# [Given instruction 1]
Since what year, according to the opinion piece on Israel's elections, have all Israeli governments been far freer to determine the fate of the Palestinians than the future of Israeli voters?
# [Given instruction 2]
Express the records as a JSON list of strings, one per line with blank lines left out, starting with the line that contains "Where can the window" and going on through the last line of the records.

# [Provided passage]
########################################
Although Israel is a democracy for Jews, it is also a greedy capitalist state, in which the government and society’s responsibility for the individuals and their well-being are reduced to the shameful minimum. Poverty and social gaps are not a plague from heaven. They are a result of the policy that determines resources and incomes based on classes, regions, background and ethnicity, tracking and investment methods that discriminate against the most important resource of all – human beings. But even in the greedy, capitalist state that Israel has become, there are some additional rights that are reserved for Israeli citizens – aside from the right to vote – that can be used to challenge the arbitrariness and indifference of a crony capitalism.

We have the right to protest, to strike, to organize, to talk, write, know, find out, broadcast radio shows, and fill the boulevard with tents. On the other hand, the rights of the Palestinians to fight against Israel’s violent, arbitrary rule are completely trampled. They are either systematically ignored, or violently repressed. Palestinian resistance is labeled terror, or anti-Semitism, or a breach of the state’s security, or unilateral steps, or a violation of law and order, or a lack of public interest.

If Israel were the democratic state it purports to be, every individual within its borders would have the right to vote. But it’s not. The territory that elected governments rules extends from the sea to the river. Greater Israel. Within that territory live two peoples – Jewish Israelis and Palestinians. But only a minority of Palestinians are citizens with the right to vote. Both peoples have the right to self-determination; in the meantime, only one has realized it. The principle of inequality between the two peoples (and not just the inequality among various Jewish ethnic groups) has guided each and every government to rule over this singular territory. It is expressed in two separate legal systems, uneven allocations of natural resources and budgets, as well as in differences of freedom of movement, the choice of places to live, and more. So don’t call it apartheid. But the unequal development of the two peoples in the same greater land is the guiding principle and philosophy. Even if it isn’t officially declared, it emanates from every built acre and every electric pole or water tower.

The Israeli government must be accountable in some way to the voters that it rules. But it sees itself as completely unaccountable to those it rules without the right to vote. Therefore, the government that will come to power as a result of Tuesday’s elections – like all governments since 1967 – is far freer to determine the fate of all the Palestinians living in these lands than it is to determine the future of Israelis with the right to vote. With each election that passes, the government’s abuses of those without the right to vote grow stronger, because the large majority of Israeli voters choose in these democratic elections to let the abuses grow stronger. Unfortunately, the same decision will be made today. Until when? Until the domination over the Palestinians stops paying off for us, the Jewish Israelis.
########################################
# [Records supplied]
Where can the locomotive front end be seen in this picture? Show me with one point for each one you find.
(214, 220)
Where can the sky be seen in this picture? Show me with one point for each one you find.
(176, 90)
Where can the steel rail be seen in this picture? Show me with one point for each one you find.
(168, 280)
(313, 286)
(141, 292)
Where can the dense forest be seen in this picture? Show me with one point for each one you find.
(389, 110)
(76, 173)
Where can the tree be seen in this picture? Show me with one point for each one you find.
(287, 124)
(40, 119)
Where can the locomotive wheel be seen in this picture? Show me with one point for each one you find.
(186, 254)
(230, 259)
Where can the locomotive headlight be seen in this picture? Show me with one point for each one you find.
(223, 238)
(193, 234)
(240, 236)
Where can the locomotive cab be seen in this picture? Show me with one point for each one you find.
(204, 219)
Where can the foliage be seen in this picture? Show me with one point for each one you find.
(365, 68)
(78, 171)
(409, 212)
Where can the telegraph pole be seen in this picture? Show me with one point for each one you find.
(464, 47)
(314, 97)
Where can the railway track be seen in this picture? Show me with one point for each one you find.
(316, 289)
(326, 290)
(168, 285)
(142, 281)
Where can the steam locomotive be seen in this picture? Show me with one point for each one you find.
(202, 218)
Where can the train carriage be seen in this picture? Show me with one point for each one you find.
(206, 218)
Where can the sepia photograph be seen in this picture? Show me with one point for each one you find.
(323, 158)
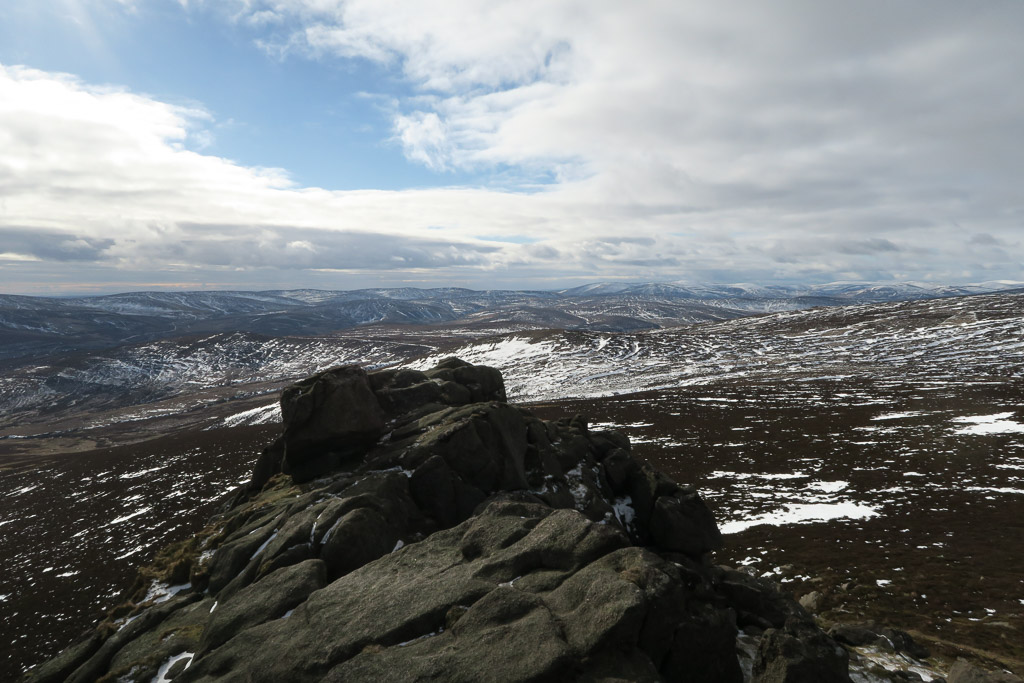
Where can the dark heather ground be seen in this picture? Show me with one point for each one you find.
(940, 555)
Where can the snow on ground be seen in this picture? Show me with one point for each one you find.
(258, 416)
(801, 513)
(989, 424)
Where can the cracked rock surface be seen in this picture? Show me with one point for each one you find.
(413, 525)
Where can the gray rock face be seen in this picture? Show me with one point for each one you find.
(412, 525)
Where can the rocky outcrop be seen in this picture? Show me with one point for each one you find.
(414, 525)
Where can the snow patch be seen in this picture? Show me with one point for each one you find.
(161, 676)
(801, 513)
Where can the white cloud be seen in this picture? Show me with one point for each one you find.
(737, 140)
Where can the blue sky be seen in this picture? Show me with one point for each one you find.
(340, 143)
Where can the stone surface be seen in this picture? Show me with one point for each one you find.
(413, 525)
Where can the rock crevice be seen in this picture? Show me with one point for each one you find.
(413, 525)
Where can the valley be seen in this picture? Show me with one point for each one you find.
(872, 453)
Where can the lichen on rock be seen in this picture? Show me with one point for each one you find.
(413, 525)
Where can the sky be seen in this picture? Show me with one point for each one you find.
(529, 144)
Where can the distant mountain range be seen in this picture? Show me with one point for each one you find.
(34, 327)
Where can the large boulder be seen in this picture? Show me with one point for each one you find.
(413, 525)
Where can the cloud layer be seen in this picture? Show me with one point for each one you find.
(744, 140)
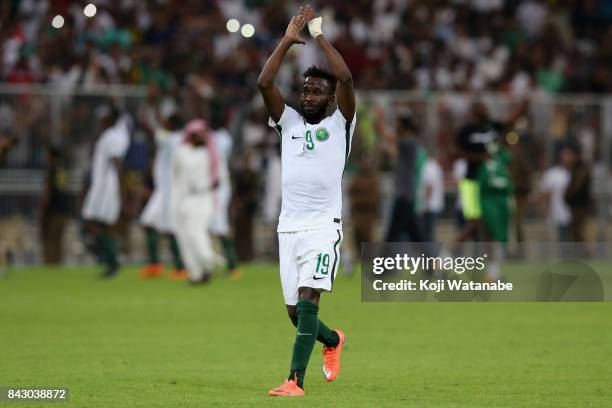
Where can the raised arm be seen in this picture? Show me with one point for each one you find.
(345, 94)
(272, 97)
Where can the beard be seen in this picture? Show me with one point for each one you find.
(314, 116)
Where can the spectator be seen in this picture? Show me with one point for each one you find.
(431, 196)
(410, 158)
(553, 186)
(578, 194)
(55, 206)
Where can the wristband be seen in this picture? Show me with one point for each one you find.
(314, 27)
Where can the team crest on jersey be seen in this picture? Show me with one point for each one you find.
(321, 134)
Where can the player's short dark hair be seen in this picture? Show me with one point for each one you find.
(318, 72)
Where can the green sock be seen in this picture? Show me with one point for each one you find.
(152, 237)
(307, 331)
(325, 335)
(229, 252)
(176, 254)
(107, 247)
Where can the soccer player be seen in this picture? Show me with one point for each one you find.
(314, 148)
(157, 216)
(194, 177)
(102, 203)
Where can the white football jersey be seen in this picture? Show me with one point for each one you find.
(312, 159)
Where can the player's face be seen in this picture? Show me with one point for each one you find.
(315, 99)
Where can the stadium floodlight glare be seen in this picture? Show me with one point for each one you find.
(247, 30)
(232, 25)
(90, 10)
(57, 22)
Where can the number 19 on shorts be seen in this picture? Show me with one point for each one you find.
(322, 264)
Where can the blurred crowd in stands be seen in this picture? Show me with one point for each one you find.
(507, 45)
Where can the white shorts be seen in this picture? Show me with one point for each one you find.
(308, 259)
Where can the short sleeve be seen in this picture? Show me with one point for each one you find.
(289, 118)
(341, 122)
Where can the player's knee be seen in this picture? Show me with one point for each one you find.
(292, 312)
(309, 295)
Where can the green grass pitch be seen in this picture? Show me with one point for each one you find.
(133, 343)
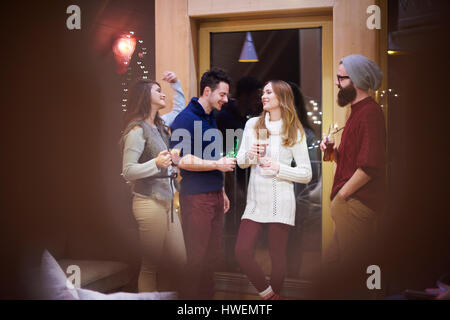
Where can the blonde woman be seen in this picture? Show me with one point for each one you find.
(270, 143)
(147, 165)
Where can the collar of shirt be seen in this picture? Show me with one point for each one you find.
(198, 109)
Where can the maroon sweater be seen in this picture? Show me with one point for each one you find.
(363, 145)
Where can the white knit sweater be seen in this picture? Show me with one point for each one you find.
(270, 199)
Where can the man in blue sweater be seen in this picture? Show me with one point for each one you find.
(203, 200)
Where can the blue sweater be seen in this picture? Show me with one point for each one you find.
(196, 182)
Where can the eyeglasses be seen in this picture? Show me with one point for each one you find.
(339, 77)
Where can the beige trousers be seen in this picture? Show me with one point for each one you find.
(162, 244)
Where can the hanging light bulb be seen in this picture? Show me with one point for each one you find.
(248, 53)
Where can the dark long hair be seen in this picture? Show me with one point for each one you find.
(140, 106)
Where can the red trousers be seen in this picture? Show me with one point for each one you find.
(249, 232)
(202, 216)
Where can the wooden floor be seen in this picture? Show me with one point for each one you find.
(221, 295)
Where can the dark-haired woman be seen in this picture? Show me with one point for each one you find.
(147, 165)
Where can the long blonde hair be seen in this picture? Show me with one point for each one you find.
(291, 123)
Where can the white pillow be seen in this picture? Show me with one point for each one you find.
(54, 280)
(85, 294)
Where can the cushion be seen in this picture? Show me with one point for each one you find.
(54, 281)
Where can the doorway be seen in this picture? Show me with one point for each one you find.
(299, 51)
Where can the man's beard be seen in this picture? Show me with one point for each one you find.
(346, 95)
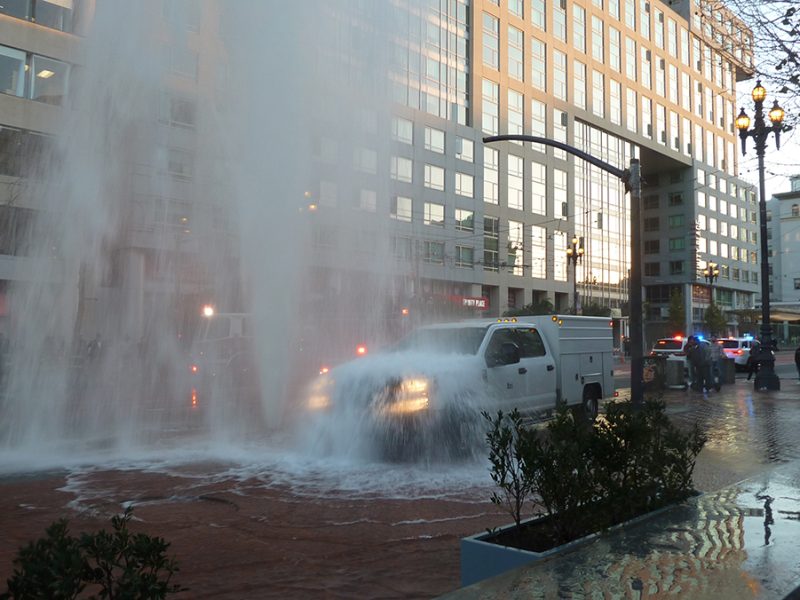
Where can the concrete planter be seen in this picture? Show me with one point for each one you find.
(482, 559)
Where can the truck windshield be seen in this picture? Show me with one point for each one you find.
(454, 340)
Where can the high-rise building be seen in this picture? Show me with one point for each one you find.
(449, 226)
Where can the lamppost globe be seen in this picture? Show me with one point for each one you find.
(759, 92)
(575, 253)
(766, 378)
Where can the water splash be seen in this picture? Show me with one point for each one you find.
(182, 174)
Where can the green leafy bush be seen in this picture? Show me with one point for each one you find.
(113, 565)
(589, 477)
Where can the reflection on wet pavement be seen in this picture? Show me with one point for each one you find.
(737, 540)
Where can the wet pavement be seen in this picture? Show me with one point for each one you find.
(737, 540)
(266, 529)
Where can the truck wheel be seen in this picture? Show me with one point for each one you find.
(589, 407)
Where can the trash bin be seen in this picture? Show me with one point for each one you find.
(653, 372)
(727, 370)
(674, 373)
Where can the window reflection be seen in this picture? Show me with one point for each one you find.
(48, 80)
########################################
# [Task answer 1]
1967

# [Task answer 2]
[
  "Where can the window reflection be seen in this picture? Show me with one point for each one you find.",
  "(48, 80)"
]